* [TASKS TO PERFORM]:
- 1) According to the writing-advice post, what is the author's novel contemplating at its core?
- 2) Continue the writing-advice post from the point where it stops.

#dearwritergirl is right up my alley this week - two great questions that I think a lot of us will relate to! How not to PUT EVERYTHING YOU EVER THOUGHT OF IN A BOOK, and what to do when it all just gets you down...
I'll be doing this blog for two more weeks, so if you'd like to ask a question, tweet @leoneross and hashtag #dearwritergirl or email me at email@example.com. If you'd like to remain anonymous, just say so....
I will try my best to answer your question in the week you send it, but can't always promise. But I will get to you.
PS. Don't write and ask me how to publish. I don't know, and I will ignore you.
PPS. Questions may be slightly edited for clarity or brevity.
Dear Writer Girl,
How much is too much? Not in terms of number of words, but characters and story arcs? How do you not put everything in once it occurs to you?
It’s funny that you should ask this question now, at a time when I’m away from home disembowelling my own novel, this beast of a thing that is far too long and confusing for exactly the reason you identify – too many point of view characters and their story arcs. As I chop and kill and maim and disentangle plot-lines so I can pull them out at the root, I am becoming increasingly clear about what has happened here, and so can proffer some suggestions about saving yourself from hell – or stopping you from going there in the first place. Some of these ideas come care of my dear friend and novelist James Smythe, [@jpsmythe] who writes really good novels at an extraordinarily fast rate, and who asked me some important questions once he’d generously read the terrible, beautiful beast.
You can use these questions in advance, as a way to think about a novel - or indeed a short story - or you can use them to edit after you’ve written early drafts. Even better, you can ask yourself these questions all throughout the process.
1. Which ideas and feelings and themes are most important to you?
Accept this fact: your story will not benefit from you including every idea. It risks rupture - and confusing the reader. At some point, sooner better than later, you need to make a list of the key ideas that are floating up and out of your wonderfully creative mind – and choose. In my long-ass novel draft, these are only some of the ideas that come up: the challenges of marriage, ‘friends with benefits’ relationships, sexual inexperience, celibacy, sexual assault, child abuse, homophobia and one-night stands. Believe me, that’s just the beginning. But when I really sat down and thought about it, I realised that the book is, at core, contemplating the mistakes we make in our search for connection and love. Given that, it’s a novel about second chances and how we might grasp them.
What I didn’t have to do in order to write the damn idea was to include every single kind of relationship mistake in the world, ever. What I didneed to do was use this theme of second chances in love as a kind of anchor, to stop me going off on tangents.

Stored data entries:
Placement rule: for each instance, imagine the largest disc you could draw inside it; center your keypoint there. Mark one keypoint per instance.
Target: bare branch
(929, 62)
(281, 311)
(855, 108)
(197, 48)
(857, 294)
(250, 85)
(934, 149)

* [PER-TASK ANSWERS]:
- 1) It is contemplating the mistakes we make in our search for connection and love.

- 2)
As you begin to write and new ideas occur, you need to regularly ask yourself what these ideas/characters/scenes/ descriptions/ conversations/ images have to do with the core idea. They should have a relationship. Are they another flavour of the core, or a reflection of the core, working to drive home the core point – or just some random idea that titillates you, like a pretty butterfly? Perhaps these new elements are in direct contrast with the core idea, in order to further illuminate it.
My novel has two protagonists, both facing a second chance at love. One is an addict, dulling painful emotions – who chose the wrong partner through guilt. He has a second chance for love but also sobriety. The other protagonist is mourning the loss of children – she also chose the wrong partner - through duty. She has a second chance at love, but also at personal fulfilment. Both are stuck; both need to seize a second chance, if they can, or drown. I want the reader to witness two flawed humans trying to love again.
Given what I say I want to write about, every successive writing choice I make, every scene, every event I choose, needs to loop back to second chances: what they are, how we take them, how we fail or succeed. Homophobia, the mating habits of lizards or the scars of racism have to wait for another book; that is not what this book is about. Or you can run after the butterfly ideas, get distracted, stuff them all in, create a ridiculously over-plotted narrative, and then rip the excess ideas out, frothy and kicking. Choice is yours. I beg you, save yourself from this bloodbath.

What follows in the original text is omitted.